▶ _Short task_: Copy the records below, swapping "glass facade panel" for "curtain wall panel" everywhere it occurs and leaving everything else as it is.
[start]
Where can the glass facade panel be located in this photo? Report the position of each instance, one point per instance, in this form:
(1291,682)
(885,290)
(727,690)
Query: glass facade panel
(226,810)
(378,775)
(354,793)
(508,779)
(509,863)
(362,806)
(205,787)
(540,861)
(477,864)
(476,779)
[end]
▶ _Correct response_:
Where can the curtain wall panel be located in this photo? Report the position of each instance, one point per instance, in this form:
(1291,682)
(885,290)
(727,690)
Query: curtain wall panel
(226,810)
(378,775)
(354,793)
(508,779)
(509,863)
(362,806)
(205,787)
(540,861)
(477,864)
(476,779)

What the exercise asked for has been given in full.